>> BEGIN Source records
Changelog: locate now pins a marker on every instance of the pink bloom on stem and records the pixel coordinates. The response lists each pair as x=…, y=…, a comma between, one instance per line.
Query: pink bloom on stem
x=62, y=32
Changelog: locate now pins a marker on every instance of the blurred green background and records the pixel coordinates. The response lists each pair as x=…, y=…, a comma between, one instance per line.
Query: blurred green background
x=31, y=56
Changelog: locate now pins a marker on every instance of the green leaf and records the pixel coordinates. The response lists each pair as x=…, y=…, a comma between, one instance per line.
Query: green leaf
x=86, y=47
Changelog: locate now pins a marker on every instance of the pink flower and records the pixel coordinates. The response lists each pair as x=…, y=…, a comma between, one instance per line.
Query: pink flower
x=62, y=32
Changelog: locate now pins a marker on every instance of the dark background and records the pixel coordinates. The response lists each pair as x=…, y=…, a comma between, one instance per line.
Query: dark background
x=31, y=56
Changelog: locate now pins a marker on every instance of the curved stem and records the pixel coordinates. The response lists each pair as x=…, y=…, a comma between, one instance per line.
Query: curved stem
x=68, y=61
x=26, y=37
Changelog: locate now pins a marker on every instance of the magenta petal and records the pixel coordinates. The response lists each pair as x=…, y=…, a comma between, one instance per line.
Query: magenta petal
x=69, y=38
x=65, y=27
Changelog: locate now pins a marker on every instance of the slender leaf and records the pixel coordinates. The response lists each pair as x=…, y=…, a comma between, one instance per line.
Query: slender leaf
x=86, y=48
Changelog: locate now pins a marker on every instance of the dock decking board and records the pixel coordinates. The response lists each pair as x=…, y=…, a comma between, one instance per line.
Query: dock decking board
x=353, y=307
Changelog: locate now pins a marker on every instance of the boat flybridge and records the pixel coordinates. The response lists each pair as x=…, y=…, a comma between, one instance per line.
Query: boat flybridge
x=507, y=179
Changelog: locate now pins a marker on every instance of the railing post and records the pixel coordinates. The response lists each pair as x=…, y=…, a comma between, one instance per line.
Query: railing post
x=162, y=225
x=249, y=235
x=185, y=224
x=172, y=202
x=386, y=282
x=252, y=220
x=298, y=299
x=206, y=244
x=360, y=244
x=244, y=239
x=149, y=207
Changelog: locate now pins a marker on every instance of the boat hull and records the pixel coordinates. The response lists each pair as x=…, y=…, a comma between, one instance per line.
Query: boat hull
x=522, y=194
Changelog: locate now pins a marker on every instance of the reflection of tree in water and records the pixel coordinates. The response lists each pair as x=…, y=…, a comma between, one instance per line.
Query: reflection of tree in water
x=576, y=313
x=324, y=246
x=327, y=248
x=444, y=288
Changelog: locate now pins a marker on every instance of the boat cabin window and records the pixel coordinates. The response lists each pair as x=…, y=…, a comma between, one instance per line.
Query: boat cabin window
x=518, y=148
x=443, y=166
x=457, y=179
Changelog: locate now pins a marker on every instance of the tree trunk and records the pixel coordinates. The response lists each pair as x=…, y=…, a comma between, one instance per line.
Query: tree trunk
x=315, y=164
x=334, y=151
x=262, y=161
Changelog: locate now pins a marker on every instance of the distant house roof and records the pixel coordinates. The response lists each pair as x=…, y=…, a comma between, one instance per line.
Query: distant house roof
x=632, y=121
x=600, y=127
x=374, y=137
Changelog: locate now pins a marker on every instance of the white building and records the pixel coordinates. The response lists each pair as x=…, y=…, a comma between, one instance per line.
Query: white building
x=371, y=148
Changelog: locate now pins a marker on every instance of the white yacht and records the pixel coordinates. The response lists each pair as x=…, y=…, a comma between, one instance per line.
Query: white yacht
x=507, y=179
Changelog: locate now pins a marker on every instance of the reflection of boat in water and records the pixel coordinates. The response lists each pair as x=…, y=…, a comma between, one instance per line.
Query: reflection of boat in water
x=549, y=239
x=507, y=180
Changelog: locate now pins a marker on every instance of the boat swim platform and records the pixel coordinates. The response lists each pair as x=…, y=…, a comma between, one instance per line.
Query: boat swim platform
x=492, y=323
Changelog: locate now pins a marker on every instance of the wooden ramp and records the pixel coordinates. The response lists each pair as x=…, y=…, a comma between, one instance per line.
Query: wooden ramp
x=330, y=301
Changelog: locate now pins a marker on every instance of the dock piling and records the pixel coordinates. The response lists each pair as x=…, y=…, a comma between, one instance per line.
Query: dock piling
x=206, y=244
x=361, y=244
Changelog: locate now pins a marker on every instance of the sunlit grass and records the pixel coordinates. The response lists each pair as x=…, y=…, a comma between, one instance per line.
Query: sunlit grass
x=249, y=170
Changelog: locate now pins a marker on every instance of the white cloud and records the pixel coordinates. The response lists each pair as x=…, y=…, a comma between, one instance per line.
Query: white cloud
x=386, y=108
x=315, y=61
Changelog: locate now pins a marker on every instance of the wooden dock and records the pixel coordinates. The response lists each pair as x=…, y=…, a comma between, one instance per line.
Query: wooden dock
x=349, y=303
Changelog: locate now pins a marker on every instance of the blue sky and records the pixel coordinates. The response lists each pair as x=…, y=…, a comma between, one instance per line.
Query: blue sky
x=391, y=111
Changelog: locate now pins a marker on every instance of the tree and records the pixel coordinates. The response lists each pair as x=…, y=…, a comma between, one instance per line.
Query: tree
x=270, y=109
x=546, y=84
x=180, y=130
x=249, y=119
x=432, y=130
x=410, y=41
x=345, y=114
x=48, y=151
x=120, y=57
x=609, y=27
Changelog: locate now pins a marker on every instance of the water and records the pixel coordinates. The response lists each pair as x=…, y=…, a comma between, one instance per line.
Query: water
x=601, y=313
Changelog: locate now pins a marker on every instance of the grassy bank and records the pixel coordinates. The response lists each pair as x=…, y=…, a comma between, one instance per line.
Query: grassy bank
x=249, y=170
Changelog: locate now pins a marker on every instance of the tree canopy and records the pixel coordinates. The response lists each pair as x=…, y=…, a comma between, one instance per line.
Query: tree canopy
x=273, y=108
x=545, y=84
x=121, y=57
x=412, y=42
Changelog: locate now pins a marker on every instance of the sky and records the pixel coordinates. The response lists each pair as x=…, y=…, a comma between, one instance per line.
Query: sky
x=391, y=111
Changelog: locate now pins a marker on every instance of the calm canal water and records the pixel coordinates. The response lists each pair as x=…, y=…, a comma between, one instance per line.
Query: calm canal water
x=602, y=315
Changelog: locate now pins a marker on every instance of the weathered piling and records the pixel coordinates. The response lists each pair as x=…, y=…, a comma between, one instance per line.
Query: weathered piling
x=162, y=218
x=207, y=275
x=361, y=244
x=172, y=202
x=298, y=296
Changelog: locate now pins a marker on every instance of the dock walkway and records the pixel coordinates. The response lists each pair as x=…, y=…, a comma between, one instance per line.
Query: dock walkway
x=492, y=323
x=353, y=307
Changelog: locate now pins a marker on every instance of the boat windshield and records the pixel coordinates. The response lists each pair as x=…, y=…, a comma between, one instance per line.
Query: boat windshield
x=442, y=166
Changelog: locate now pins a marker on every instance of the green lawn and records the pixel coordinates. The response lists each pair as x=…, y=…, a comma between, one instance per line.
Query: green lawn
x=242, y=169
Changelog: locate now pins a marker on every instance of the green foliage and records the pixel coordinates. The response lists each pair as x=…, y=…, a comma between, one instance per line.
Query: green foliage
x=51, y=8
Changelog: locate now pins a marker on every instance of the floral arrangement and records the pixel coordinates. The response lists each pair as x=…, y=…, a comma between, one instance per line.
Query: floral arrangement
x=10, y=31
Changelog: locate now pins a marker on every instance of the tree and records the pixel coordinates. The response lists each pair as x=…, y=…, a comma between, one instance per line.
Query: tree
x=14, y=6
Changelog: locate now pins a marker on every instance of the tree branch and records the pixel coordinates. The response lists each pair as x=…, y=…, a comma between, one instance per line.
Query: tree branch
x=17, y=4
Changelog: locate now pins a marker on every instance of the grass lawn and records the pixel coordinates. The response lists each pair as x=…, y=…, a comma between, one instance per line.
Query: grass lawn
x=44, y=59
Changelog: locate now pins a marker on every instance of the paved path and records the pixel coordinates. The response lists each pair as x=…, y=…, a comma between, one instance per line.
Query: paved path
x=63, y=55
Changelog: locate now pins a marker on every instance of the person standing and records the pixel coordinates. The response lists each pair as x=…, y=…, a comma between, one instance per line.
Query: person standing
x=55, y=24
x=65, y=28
>> END Source records
**Given task**: Reproduce only the stretch of entries from the line containing "the wooden ramp" through the line containing "x=330, y=301", keeping every line. Rescale each pixel coordinate in the answers by 1.25, rounding to whole numbers with halves rounded up.

**Answer to this task**:
Changelog: locate now pins a marker on every instance of the wooden ramp and records the pixel coordinates. The response lists each pair as x=…, y=…, a comma between, one instance per line.
Query: wooden ramp
x=413, y=376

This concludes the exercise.